**Page extract**:
^^^^^^^^^^^^^^^^
Donald Trump
gets what John
McCain, Lindsey Graham, and a bevy of hidebound American elites --
Republicans and Democrats -- refuse to get. America's relationship to, and
military involvement in, Europe is long overdue for a big overhaul.
World War II ended in 1945. The Berlin
Wall fell in 1989. The Soviet Union collapsed in 1991. Yet nearly a generation
after the USSR went away, the U.S. is still, broadly, non-Russian Europe's
principal defender.
Why?
The nations of Western Europe, primarily,
affluent for decades, have benefited from American protection at American
taxpayers' expense. All this time, Western Europe's progressive leaders enjoyed
the luxury of diverting untold treasure into their social welfare systems.
Cradle to grave, they call it. Americans provide a disproportionate share of
NATO's hardware and soldiers, while the French, for instance, practically give
workers every August at the beach. Lose your job? No worries. In Denmark, you
can live off the public teat for up to 104 weeks at 90% your previous
salary.
The USSR had global ambitions. It was
meddlesome and scheming, aiding
and abetting bad players across the planet. Russia was then infected
with communism, which dovetailed smartly with the historic Russian desire to
expand its empire. Communist Russia posed multiple threats to the U.S.
But Putin and the Russians no longer
promote or even speak off world revolution and domination. Putin is attempting
to reclaim some turf, namely in the Ukraine and Georgia. He has a covetous eye
on the Baltic States.
^^^^^^^^^^^^^^^^
**Data for review**:
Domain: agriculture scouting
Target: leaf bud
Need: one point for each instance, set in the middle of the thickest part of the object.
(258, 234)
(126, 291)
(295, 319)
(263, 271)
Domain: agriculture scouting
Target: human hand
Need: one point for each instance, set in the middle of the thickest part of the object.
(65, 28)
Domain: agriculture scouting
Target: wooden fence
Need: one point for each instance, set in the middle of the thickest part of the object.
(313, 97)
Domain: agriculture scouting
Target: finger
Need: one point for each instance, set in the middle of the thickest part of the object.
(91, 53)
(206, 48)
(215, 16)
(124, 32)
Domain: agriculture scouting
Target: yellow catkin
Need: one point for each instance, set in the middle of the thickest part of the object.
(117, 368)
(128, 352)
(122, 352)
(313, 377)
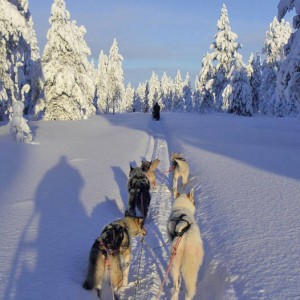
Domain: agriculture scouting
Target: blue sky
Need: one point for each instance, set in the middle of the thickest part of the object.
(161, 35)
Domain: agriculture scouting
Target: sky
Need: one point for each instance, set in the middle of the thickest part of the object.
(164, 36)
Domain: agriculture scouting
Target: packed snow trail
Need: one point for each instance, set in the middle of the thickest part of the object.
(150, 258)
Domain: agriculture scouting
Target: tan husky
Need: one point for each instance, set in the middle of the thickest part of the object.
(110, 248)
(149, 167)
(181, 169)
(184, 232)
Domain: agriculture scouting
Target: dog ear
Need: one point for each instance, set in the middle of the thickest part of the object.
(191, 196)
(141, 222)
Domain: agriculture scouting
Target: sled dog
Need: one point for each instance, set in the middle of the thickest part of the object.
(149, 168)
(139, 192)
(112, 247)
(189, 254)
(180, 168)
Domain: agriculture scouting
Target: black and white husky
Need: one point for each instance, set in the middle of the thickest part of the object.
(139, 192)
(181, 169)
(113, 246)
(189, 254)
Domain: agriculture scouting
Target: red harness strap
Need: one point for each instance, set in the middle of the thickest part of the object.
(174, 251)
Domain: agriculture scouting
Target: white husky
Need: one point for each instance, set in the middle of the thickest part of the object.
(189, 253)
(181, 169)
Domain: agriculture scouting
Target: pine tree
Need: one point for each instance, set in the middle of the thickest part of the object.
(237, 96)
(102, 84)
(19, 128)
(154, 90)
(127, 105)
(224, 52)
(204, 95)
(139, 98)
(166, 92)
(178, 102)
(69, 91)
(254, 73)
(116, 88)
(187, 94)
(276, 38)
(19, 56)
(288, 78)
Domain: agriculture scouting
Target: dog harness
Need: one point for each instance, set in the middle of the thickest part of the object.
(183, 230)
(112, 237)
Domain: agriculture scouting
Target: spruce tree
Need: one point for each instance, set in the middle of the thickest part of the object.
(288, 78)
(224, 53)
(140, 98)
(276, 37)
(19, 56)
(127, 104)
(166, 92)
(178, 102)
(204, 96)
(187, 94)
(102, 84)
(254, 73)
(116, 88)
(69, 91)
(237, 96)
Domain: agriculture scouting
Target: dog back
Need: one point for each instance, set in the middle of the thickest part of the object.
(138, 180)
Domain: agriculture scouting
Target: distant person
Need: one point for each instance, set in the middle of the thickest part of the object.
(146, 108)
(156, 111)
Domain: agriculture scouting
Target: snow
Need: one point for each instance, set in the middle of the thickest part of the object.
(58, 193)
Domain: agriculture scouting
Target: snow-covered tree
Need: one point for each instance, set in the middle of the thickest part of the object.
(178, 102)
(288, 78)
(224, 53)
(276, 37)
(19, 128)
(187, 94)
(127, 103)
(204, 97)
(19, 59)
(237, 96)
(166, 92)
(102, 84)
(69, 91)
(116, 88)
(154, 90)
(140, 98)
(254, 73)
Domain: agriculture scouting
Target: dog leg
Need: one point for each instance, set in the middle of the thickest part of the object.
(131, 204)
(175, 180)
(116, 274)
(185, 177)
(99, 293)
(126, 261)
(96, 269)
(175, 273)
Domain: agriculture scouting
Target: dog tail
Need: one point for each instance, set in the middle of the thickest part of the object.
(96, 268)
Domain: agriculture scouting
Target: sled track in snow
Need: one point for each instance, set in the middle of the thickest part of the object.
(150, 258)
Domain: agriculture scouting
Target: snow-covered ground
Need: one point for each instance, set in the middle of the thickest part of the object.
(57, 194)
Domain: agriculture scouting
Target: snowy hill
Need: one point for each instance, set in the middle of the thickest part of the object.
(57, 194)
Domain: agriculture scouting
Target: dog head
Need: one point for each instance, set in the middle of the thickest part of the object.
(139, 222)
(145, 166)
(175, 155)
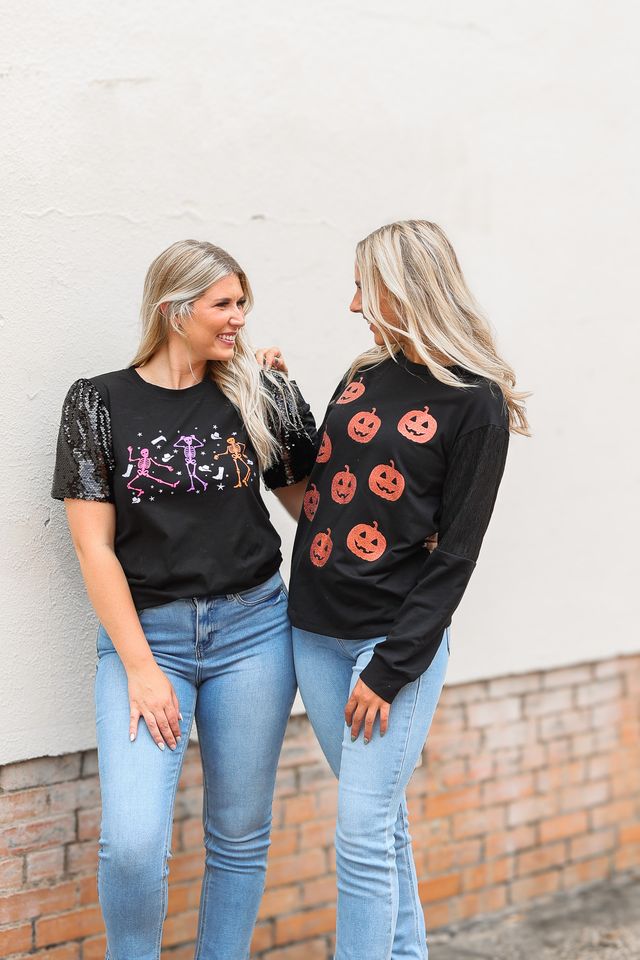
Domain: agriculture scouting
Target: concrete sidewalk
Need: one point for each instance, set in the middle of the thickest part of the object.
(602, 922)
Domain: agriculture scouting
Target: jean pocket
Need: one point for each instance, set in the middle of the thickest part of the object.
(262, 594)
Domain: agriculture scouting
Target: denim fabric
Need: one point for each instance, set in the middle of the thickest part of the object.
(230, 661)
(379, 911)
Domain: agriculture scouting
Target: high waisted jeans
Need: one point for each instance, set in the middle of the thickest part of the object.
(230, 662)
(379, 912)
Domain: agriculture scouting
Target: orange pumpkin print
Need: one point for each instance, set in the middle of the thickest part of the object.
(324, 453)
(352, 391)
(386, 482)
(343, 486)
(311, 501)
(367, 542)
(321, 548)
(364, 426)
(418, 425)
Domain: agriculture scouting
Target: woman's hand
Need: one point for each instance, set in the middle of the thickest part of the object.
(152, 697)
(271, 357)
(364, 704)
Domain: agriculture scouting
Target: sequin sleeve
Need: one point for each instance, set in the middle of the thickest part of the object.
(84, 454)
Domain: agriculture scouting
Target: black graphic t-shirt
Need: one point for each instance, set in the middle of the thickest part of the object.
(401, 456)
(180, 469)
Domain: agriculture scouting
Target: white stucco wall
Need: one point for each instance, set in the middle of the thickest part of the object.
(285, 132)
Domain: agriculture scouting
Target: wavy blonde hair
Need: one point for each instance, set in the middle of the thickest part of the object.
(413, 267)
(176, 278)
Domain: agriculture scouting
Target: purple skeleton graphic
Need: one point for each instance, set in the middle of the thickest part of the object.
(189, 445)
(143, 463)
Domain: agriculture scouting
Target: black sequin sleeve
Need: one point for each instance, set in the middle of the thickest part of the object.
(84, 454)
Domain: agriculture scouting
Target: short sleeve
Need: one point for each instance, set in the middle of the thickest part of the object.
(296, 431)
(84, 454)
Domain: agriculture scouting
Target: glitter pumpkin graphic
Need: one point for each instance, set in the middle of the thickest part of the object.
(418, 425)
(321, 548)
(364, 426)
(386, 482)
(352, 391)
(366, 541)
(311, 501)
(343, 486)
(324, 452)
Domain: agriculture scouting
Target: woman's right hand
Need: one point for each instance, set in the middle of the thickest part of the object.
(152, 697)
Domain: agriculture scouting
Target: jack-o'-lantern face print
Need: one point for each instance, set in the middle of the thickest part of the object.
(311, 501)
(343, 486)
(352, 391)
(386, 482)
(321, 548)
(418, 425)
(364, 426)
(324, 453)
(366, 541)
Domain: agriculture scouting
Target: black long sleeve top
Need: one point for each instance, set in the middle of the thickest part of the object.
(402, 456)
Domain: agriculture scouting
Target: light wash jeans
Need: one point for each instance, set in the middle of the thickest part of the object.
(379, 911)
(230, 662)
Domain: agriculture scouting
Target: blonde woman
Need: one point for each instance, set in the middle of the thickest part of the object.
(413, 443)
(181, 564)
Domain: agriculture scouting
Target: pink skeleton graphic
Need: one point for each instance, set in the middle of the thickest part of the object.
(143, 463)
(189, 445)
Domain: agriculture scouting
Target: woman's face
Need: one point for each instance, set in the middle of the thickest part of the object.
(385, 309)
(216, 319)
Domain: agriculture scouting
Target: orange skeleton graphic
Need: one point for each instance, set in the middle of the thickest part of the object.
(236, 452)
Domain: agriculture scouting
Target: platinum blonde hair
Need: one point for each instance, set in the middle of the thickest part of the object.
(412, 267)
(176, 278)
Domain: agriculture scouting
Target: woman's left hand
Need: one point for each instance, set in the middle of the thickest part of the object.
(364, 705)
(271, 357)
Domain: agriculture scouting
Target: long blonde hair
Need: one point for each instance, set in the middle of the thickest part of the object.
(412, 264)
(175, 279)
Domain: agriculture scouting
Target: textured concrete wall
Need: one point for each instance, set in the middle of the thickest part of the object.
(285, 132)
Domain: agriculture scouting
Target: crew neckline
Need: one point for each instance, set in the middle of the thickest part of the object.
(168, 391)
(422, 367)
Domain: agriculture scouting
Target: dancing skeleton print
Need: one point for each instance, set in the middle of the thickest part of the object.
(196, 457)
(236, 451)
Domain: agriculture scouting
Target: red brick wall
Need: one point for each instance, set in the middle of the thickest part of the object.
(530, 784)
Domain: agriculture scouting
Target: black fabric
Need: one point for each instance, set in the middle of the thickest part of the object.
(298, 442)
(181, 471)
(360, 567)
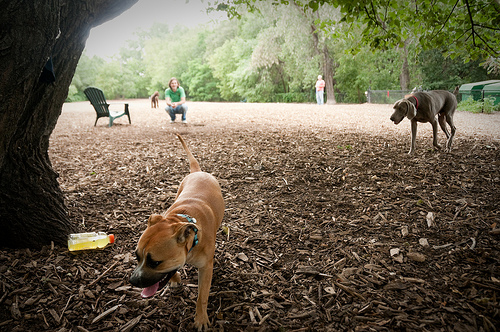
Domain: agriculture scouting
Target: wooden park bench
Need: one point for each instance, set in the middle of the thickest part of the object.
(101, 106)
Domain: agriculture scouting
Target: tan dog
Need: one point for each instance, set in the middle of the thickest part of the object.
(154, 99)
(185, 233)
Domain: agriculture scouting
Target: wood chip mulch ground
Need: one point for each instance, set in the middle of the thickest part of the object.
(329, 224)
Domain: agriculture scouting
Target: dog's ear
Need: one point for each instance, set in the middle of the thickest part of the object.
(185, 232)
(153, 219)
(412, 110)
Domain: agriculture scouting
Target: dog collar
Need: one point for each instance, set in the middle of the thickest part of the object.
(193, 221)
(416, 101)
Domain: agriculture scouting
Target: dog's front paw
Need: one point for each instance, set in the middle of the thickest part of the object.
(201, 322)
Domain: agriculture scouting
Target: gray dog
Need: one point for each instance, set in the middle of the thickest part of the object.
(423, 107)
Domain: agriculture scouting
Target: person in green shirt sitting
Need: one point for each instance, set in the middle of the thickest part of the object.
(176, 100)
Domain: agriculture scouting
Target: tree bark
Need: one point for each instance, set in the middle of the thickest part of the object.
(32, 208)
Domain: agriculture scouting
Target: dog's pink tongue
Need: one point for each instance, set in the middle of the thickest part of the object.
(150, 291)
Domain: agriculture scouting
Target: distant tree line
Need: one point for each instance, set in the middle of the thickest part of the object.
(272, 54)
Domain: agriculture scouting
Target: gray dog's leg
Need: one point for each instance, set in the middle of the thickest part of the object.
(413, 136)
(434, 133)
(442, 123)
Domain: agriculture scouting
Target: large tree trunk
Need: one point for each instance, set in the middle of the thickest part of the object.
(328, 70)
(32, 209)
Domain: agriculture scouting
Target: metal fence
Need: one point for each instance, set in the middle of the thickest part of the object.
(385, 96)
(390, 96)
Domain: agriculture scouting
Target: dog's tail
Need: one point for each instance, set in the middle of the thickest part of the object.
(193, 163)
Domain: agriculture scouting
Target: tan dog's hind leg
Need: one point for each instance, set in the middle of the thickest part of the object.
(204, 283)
^^^^^^^^^^^^^^^^
**Task directions**:
List every person named in the commentary on America's military role in Europe.

**Answer to this exercise**:
Donald Trump, John McCain, Lindsey Graham, Putin